*** STUDY MATERIAL ***

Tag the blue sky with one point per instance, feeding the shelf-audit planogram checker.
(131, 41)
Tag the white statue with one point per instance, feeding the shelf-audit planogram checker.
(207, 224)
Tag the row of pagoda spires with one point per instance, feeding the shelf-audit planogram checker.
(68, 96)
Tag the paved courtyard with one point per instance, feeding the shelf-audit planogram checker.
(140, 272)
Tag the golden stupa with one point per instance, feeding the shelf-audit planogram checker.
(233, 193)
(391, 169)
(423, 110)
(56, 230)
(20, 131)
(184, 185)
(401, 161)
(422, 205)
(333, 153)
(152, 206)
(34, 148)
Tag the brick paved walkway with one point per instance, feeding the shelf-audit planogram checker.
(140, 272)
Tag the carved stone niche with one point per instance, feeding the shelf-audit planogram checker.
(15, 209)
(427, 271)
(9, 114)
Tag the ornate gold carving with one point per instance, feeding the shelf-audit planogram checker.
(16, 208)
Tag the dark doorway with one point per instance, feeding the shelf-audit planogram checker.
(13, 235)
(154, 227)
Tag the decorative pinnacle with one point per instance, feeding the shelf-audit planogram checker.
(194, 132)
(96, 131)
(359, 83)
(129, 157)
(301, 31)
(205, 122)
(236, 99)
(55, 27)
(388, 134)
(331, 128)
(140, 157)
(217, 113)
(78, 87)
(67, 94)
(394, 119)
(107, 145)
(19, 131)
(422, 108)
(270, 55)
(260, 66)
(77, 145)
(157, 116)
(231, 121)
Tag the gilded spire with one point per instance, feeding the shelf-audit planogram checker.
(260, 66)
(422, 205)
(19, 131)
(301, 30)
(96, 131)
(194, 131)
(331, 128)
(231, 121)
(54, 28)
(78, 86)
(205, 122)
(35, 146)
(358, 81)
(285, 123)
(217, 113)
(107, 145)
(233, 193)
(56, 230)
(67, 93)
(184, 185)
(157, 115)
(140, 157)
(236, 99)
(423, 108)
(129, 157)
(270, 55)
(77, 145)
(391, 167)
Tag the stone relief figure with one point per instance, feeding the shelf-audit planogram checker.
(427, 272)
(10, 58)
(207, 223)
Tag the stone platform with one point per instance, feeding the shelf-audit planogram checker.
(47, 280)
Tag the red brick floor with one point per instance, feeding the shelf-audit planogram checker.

*** End of STUDY MATERIAL ***

Repeat the entire listing above without changing a word.

Tag the blue sky with one point per instance, feeding the shelf-audit planogram checker.
(131, 41)
Tag the white statue with one point per instance, feeding the shelf-audit planogram checker.
(207, 224)
Tag the row of pagoda spires with one point per instance, feeding the shelf-audit planogram checker.
(68, 96)
Tag the paved courtyard with one point per instance, feeding the shelf-audit planogram checker.
(140, 272)
Tag the golden stupa with one point per instance, feeding the shelf-audit planogram checker.
(233, 193)
(391, 169)
(423, 110)
(56, 230)
(20, 131)
(184, 185)
(401, 161)
(422, 205)
(333, 153)
(152, 206)
(34, 148)
Tag the brick paved walkway with one point per instance, feeding the shelf-audit planogram checker.
(140, 272)
Tag the carved stone niche with one point per instance, feeding the shelf-audit planogram checker.
(15, 209)
(427, 271)
(9, 114)
Tag the ornate gold carving with one point per instance, feeding the shelf-audit planogram checker.
(16, 208)
Tag the dark doorway with one point per instance, feeding the shelf-audit planogram checker.
(13, 235)
(154, 227)
Tag the decorative pinnacle with one point per instance, feeding the shelf-audit planogram checker.
(194, 132)
(96, 131)
(359, 83)
(129, 157)
(301, 31)
(205, 122)
(236, 99)
(55, 27)
(388, 134)
(331, 128)
(140, 157)
(217, 113)
(78, 87)
(67, 94)
(394, 119)
(107, 145)
(19, 131)
(422, 108)
(270, 55)
(260, 66)
(77, 145)
(157, 116)
(231, 121)
Tag the gilded spire with one point per instance, feeding the shelf-audit planogram checker.
(260, 66)
(422, 205)
(19, 131)
(301, 30)
(96, 131)
(194, 131)
(331, 128)
(231, 121)
(54, 28)
(78, 86)
(205, 122)
(35, 146)
(358, 81)
(285, 123)
(217, 113)
(107, 145)
(233, 193)
(56, 230)
(67, 93)
(184, 185)
(157, 115)
(140, 157)
(236, 99)
(423, 108)
(129, 157)
(270, 55)
(77, 145)
(391, 167)
Tag the stone relief figure with one point per instance, feeding the shelf-audit planogram checker.
(427, 272)
(10, 58)
(207, 223)
Tag the stone platform with one point per instance, feeding the shelf-audit planogram checker.
(47, 280)
Tag the red brick floor with one point per instance, feeding the shelf-audit planogram checker.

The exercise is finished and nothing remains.